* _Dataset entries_
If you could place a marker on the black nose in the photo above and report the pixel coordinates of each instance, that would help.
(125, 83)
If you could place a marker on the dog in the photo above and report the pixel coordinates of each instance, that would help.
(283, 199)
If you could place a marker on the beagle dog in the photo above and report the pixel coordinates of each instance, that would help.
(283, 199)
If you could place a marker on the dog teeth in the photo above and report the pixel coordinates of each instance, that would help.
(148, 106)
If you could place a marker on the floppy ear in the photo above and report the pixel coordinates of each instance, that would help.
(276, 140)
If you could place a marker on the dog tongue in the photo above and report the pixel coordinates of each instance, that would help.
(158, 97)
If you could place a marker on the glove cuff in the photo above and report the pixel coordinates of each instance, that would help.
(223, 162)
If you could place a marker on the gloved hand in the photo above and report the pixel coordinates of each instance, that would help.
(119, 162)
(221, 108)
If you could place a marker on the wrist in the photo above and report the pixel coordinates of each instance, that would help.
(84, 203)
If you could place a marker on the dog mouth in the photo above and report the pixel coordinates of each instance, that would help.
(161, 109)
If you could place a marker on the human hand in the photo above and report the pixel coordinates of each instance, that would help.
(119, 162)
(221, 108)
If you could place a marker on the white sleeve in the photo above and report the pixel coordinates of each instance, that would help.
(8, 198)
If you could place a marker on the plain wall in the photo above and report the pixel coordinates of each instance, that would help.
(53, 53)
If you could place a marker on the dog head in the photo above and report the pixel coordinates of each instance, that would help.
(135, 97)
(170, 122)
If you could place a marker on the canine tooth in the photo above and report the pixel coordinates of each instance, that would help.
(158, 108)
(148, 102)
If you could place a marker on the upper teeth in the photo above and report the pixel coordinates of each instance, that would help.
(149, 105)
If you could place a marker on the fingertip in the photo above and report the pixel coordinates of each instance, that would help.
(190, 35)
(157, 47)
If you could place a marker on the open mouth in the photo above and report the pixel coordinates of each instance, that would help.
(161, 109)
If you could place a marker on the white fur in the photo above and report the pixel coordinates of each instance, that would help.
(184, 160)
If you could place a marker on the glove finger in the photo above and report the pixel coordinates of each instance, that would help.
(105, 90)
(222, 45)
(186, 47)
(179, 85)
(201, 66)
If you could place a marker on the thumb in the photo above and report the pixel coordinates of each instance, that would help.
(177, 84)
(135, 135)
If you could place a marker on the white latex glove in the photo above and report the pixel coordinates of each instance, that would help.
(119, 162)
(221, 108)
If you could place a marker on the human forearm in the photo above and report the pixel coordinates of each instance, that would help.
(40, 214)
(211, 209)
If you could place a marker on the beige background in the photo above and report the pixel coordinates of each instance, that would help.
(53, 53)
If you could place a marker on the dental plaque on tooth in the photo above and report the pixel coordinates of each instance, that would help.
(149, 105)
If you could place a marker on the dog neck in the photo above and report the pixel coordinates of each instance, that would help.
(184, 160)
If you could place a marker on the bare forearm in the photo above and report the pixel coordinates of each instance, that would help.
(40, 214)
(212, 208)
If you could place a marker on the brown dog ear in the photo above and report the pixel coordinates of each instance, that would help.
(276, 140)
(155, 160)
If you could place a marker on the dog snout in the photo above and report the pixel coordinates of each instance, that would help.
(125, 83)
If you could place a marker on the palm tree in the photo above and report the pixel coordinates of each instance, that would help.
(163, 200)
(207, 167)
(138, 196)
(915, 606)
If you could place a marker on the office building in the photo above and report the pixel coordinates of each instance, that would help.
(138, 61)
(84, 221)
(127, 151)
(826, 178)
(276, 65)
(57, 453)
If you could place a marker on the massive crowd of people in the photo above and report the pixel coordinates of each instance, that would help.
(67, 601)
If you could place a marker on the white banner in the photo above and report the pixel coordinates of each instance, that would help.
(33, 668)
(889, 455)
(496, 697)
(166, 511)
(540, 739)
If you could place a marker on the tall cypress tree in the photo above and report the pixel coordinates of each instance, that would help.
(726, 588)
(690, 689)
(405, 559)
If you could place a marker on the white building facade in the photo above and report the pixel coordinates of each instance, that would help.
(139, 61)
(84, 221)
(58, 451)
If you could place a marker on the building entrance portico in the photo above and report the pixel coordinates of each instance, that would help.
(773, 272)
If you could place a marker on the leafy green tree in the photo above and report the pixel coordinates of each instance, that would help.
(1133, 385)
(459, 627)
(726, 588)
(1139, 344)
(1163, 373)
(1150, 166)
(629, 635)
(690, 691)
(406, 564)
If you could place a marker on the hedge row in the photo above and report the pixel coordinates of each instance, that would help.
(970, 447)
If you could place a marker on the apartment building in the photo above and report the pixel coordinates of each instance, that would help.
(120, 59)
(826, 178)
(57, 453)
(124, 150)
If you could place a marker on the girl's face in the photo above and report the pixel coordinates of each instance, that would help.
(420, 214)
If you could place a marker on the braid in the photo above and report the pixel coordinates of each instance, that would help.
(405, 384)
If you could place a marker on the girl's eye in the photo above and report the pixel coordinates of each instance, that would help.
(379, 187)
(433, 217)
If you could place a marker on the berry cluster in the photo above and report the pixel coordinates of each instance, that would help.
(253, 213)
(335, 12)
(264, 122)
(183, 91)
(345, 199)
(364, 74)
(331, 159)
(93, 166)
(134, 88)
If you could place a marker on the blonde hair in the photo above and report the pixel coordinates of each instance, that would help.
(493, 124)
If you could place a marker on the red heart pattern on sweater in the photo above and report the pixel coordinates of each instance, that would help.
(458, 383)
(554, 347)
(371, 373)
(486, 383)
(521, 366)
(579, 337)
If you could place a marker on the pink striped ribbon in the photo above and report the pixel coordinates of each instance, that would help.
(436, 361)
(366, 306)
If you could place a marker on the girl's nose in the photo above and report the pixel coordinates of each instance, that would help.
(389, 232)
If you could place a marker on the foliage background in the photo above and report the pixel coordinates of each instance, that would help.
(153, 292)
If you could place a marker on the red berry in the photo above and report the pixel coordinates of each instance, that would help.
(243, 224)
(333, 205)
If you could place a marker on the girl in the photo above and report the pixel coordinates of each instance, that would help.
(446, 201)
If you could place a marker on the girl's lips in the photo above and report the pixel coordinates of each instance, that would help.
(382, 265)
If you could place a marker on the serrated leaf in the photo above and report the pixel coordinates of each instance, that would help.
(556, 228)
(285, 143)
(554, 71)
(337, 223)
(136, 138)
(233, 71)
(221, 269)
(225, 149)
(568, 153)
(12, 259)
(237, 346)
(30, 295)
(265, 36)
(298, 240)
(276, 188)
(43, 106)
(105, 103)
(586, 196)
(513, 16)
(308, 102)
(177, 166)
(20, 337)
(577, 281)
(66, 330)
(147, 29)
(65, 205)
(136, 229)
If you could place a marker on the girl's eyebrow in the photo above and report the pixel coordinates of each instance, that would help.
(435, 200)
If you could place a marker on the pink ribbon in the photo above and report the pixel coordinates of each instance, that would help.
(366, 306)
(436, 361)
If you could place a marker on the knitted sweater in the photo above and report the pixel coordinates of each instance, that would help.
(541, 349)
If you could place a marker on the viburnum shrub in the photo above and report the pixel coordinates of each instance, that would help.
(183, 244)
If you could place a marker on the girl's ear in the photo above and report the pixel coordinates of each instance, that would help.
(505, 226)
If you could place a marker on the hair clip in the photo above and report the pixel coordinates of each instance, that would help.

* _Assignment_
All entries are to be returned word for word.

* _Task answer_
If you could place a marker on the black nose in the photo above and report the pixel coordinates of each instance, that would help.
(125, 83)
If you could place a marker on the dog in the photo above and report the pixel coordinates of each instance, that would help.
(283, 199)
If you could place a marker on the beagle dog in the photo above and report the pixel coordinates of each instance, that would help.
(283, 199)
If you could place a marker on the dog teeth in the photo above and report the pixel coordinates of each instance, that would help.
(148, 106)
If you could place a marker on the floppy ear in the photo above and report the pixel coordinates of each instance, that would help.
(276, 140)
If you could place a marker on the dog tongue in the photo above and report the pixel coordinates of each instance, that would help.
(158, 97)
If you could place a marker on the glove cuff in the photo above and report the pixel coordinates of each instance, that would help.
(223, 162)
If you could place a marker on the gloved hand in the photo above and report the pixel coordinates of each instance, that would help.
(119, 162)
(221, 108)
If you could place a marker on the wrist in the photo above and report the pixel coordinates of each instance, that would help.
(84, 203)
If you could place a marker on the dog mouth in the photo above and report the pixel coordinates of each instance, that would help.
(161, 109)
If you could place a marker on the human hand in the photo above and report the pixel coordinates of each instance, that would help.
(119, 162)
(221, 108)
If you could place a marker on the white sleeve in the photo above and report the pixel coordinates of each instance, that would help.
(8, 198)
If you could place a marker on the plain wall in the photo above and report the pixel coordinates of each instance, that would help.
(53, 53)
If you could place a marker on the dog head in the photo above and report the pixel coordinates of each instance, that would help.
(135, 97)
(170, 122)
If you could place a marker on the canine tooth in the photo above and report the pixel coordinates of each instance, that would help.
(158, 108)
(148, 102)
If you could place a marker on the upper teeth in the photo above and report the pixel coordinates of each instance, that would help.
(149, 105)
If you could place a marker on the fingertip in the photo above and report the pixel coordinates of each instance, that would help.
(190, 35)
(157, 47)
If you could place a marker on the open mouth in the photo above and report the pixel coordinates of each instance, that would help.
(161, 109)
If you could place a marker on the white fur in the photo above and report the pixel coordinates of each instance, that would help.
(184, 160)
If you could place a marker on the glove finger in the photo above and report the pixel coordinates of each instance, that would help.
(105, 90)
(222, 45)
(186, 47)
(179, 85)
(201, 66)
If you could place a marker on the thumb in the photo above and report the pixel coordinates of each instance, that would help.
(177, 84)
(135, 135)
If you could place a marker on the white latex glove in the photo above and report the pixel coordinates of each instance, that would help.
(119, 162)
(221, 108)
If you could place a marker on the human forearm in the photo above and report the pixel coordinates of each instance, that would help.
(40, 214)
(211, 209)
If you could place a marker on the beige background in the photo above and report the pixel coordinates of each instance, that would help.
(53, 53)
If you could place a marker on the dental plaque on tooth in the photo above and report the pixel coordinates of each instance, that would help.
(149, 105)
If you could place a marker on the dog neck in the photo above and report the pixel coordinates of each instance, that would help.
(184, 160)
If you could place a marker on the bare forearm in the photo above and report the pixel coordinates of each instance, that would help.
(40, 214)
(212, 208)
If you could place a marker on the brown dog ear in the photo above and report the pixel coordinates of each instance, that would help.
(276, 140)
(155, 160)
If you could place a marker on the dog snout in the photo above and report the pixel coordinates of each instance, that would help.
(125, 83)
If you could place a marker on the palm tree in the photo above and report the pixel coordinates of each instance, that would help.
(163, 200)
(207, 167)
(138, 196)
(915, 606)
If you could place a marker on the office building in the photo above and report the pixel coordinates of each instance, that would help.
(138, 61)
(84, 221)
(127, 151)
(826, 178)
(276, 65)
(57, 453)
If you could place a marker on the massive crowd of people in the photo above and report the pixel coordinates of each instance, that would help.
(67, 601)
If you could place a marker on the white banner in the photo above and report the pixel coordinates of each instance, that would help.
(33, 668)
(889, 455)
(496, 697)
(166, 511)
(540, 739)
If you could place a marker on the tall cypress tree in the photo above and report the pixel coordinates of each instance, that would help.
(726, 588)
(690, 689)
(405, 559)
If you could place a marker on the white building facade in the photo above and report the pixel coordinates of each instance, that would help.
(139, 61)
(84, 221)
(58, 451)
If you could place a marker on the building entrance portico in the photo above and report the pixel coordinates of each instance, that would help.
(773, 272)
If you could place a marker on the leafy green tree in the photo above and report the pixel coordinates of each instance, that would help.
(1133, 385)
(459, 627)
(726, 588)
(1139, 344)
(1163, 373)
(1150, 166)
(629, 635)
(690, 691)
(406, 564)
If you could place a marker on the hedge row in the photo above and report the pixel coordinates of each instance, that would help.
(970, 447)
If you could place a marker on the apartment building in the photo above and report the pixel coordinates of each instance, that would help.
(120, 59)
(826, 178)
(57, 453)
(124, 150)
If you could place a marker on the girl's face in the photo above and report the pixel coordinates of each instance, that would help.
(420, 214)
If you could place a marker on the braid in the photo above and report the pixel coordinates of each instance, that would help.
(405, 384)
If you could place a marker on the girl's eye in the photo above and report the pixel coordinates of each instance, that would help.
(379, 187)
(433, 217)
If you could place a marker on the berry cluster in the photo above and report the pixel coordinates of each instance, that would help.
(253, 213)
(335, 12)
(264, 122)
(183, 91)
(345, 199)
(364, 74)
(331, 159)
(93, 166)
(134, 88)
If you could place a marker on the blonde hair in the photo above and report the pixel coordinates of each instance, that would help.
(493, 124)
If you could place a marker on the red heart pattern on sweater in the photo above and report the pixel coordinates of each instance, that would help.
(458, 383)
(554, 347)
(371, 373)
(486, 383)
(521, 366)
(579, 337)
If you could place a marker on the pink striped ribbon in the photo above and report the pixel coordinates of each instance, that would help.
(436, 361)
(366, 306)
If you could place a marker on the girl's nose in the photo above and report the pixel coordinates of each instance, that would help.
(389, 232)
If you could place a marker on the foliage background in the photo above and report the pixel coordinates of each instance, that would help.
(153, 292)
If you could place a marker on the red berry in the photo above and report the pixel coordinates of each instance, that would help.
(243, 224)
(333, 205)
If you could place a marker on the girl in the photo above and report the pixel coordinates of each instance, that would help.
(446, 201)
If you could place a marker on the girl's lips in the photo above and report the pixel coordinates of each instance, that would help.
(382, 265)
If you could place a marker on the serrated leaf in the photo above and report the pixel coordinates of each instance, that would help.
(556, 228)
(285, 143)
(554, 71)
(337, 223)
(136, 138)
(233, 71)
(221, 269)
(225, 149)
(568, 153)
(12, 259)
(237, 346)
(30, 295)
(265, 36)
(298, 240)
(276, 188)
(43, 106)
(105, 103)
(586, 196)
(513, 16)
(308, 102)
(177, 166)
(20, 337)
(577, 281)
(66, 330)
(147, 29)
(65, 205)
(136, 229)
If you could place a marker on the girl's eyebrow in the photo above and report the pixel coordinates of each instance, that would help.
(435, 200)
If you could place a marker on the pink ribbon in the photo above and report the pixel coordinates of each instance, that would help.
(366, 306)
(436, 361)
If you could place a marker on the knitted sweater in the photo above and report the pixel coordinates of each instance, that would help.
(541, 349)
If you could place a marker on the viburnum shrub in the photo above and report the pixel coordinates of each instance, that would help.
(183, 244)
If you could place a marker on the girl's ear in the photo above and report the pixel coordinates of each instance, that would help.
(505, 226)
If you could place a marker on the hair clip in the photo above and report the pixel coordinates of each instance, that would help.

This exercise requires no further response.